- Your assignment
Print exactly those lines that run from the beginning of the data to the line bearing "Tag the wristband", inclusive.

- Data to examine
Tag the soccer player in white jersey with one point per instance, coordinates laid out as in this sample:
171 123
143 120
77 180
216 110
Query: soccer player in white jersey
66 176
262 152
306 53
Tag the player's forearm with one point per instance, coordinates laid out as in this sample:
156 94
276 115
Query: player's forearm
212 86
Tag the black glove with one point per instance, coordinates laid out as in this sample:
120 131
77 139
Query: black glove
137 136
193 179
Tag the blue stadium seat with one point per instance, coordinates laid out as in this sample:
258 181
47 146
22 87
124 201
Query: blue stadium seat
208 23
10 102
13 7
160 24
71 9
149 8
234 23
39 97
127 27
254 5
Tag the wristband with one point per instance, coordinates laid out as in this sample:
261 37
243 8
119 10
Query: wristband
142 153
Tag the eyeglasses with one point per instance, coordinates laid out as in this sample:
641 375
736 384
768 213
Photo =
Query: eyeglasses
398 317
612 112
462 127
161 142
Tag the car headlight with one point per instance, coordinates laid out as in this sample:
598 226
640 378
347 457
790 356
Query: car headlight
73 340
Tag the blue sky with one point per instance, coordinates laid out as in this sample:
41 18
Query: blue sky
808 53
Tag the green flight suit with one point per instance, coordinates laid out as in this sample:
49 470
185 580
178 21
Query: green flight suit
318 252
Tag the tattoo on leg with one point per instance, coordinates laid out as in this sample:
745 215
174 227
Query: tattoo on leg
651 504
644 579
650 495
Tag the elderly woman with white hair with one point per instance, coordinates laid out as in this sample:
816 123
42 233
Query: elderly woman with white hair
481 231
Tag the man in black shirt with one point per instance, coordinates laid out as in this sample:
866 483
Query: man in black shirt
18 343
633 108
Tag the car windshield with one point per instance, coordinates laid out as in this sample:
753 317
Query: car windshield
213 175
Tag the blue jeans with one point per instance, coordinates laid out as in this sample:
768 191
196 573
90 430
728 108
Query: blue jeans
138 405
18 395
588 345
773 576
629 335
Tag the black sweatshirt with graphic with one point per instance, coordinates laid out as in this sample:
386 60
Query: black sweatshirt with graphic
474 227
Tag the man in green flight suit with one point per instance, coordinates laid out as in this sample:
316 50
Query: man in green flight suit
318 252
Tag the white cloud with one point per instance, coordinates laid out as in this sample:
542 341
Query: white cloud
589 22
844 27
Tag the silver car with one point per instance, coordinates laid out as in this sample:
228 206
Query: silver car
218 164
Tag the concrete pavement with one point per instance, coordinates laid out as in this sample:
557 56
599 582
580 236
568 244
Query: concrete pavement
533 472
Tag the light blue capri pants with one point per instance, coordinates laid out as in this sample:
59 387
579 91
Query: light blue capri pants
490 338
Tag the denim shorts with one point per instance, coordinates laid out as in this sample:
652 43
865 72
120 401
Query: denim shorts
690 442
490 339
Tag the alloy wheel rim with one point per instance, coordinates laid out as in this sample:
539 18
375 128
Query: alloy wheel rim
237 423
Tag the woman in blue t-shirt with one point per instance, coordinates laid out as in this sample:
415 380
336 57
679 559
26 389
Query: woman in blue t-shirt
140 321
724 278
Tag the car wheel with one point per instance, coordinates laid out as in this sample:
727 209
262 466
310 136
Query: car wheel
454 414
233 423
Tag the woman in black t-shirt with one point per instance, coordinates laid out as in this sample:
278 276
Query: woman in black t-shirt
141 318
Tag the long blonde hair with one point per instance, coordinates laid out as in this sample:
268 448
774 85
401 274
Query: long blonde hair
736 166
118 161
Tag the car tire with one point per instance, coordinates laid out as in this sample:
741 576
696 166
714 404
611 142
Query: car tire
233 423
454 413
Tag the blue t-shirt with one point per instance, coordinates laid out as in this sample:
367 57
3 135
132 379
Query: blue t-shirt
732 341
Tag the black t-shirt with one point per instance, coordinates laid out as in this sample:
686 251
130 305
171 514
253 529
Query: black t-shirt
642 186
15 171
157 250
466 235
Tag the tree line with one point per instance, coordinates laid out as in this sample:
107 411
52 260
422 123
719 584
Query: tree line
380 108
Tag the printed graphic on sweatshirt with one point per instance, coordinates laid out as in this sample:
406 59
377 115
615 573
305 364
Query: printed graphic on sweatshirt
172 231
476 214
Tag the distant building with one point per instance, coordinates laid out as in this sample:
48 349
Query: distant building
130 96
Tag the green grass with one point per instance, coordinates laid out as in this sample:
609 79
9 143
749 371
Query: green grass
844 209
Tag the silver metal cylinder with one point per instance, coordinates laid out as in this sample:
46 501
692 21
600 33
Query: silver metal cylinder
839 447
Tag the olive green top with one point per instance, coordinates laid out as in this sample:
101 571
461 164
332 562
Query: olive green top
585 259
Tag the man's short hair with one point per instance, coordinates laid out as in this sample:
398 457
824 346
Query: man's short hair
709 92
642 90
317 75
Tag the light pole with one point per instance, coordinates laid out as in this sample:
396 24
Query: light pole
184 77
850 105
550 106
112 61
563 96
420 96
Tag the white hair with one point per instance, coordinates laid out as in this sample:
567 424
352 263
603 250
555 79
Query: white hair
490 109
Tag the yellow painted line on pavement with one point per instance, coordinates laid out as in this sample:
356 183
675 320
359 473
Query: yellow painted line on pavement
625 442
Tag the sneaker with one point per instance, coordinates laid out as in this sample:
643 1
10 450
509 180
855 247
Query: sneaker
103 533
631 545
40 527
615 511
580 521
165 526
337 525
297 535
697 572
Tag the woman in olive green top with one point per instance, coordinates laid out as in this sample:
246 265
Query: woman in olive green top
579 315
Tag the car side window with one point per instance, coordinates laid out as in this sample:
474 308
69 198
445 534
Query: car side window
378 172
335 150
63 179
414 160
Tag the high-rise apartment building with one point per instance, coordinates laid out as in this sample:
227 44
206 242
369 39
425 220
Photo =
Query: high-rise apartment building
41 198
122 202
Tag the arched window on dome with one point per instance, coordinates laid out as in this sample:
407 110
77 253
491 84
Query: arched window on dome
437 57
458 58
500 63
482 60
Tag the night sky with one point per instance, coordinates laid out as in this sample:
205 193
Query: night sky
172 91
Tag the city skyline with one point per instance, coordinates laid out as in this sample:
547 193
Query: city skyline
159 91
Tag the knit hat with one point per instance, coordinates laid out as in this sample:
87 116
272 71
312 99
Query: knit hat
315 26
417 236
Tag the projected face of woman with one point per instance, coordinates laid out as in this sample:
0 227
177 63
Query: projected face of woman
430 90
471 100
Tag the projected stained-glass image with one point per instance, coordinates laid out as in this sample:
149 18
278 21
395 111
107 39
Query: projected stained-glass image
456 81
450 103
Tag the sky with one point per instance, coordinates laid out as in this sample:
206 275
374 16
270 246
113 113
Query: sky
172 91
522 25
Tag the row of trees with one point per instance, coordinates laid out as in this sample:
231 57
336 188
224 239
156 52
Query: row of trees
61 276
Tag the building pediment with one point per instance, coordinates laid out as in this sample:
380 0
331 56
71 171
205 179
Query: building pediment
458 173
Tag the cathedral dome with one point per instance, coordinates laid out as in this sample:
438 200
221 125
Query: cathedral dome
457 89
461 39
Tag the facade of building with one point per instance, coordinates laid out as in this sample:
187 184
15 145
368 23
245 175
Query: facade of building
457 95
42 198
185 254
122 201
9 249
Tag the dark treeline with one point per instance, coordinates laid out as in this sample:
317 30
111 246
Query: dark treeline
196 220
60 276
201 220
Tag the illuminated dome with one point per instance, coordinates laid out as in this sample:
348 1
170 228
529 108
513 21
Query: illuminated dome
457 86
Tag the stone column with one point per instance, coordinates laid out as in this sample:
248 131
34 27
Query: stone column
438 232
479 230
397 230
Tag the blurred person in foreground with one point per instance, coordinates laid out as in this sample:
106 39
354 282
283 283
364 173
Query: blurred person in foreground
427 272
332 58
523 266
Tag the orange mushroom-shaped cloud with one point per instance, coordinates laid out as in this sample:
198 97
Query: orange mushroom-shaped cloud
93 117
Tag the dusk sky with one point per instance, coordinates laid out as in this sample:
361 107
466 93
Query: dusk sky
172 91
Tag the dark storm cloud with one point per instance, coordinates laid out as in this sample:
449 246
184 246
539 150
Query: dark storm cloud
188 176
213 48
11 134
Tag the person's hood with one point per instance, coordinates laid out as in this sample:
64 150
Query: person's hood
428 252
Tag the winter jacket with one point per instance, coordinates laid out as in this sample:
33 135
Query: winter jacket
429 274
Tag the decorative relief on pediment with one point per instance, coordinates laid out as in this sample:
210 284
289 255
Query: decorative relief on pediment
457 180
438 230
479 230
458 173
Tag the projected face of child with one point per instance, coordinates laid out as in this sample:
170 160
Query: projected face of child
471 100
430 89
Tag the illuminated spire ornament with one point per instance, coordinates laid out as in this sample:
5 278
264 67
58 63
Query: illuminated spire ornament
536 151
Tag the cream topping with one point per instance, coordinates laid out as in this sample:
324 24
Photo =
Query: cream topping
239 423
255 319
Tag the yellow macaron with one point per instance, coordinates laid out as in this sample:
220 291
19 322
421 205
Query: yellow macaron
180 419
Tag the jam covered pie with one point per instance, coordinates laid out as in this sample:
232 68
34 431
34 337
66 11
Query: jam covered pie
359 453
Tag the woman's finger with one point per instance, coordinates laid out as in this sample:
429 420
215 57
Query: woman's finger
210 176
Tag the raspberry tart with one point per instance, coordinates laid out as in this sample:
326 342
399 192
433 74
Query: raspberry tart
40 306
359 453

- Written response
Tag the soccer player in white jersey with one point per instance, coordinates laid out as in this sample:
171 123
143 120
77 180
216 110
Query: soccer player in white jersey
66 176
262 152
306 53
Tag the player's forearm with one point per instance, coordinates laid out as in this sample:
156 94
276 115
Query: player's forearm
212 86
Tag the black glove with one point per instance, coordinates laid out as in this sample:
120 131
77 139
Query: black glove
137 136
193 179
Tag the blue stadium seat with one point per instance, coordinates laid out as in this sample:
258 181
47 146
22 87
124 201
Query: blue stadium seat
208 23
10 102
13 7
160 24
71 9
149 8
234 23
39 97
127 27
254 5
Tag the wristband with one point per instance, coordinates laid out as in this sample:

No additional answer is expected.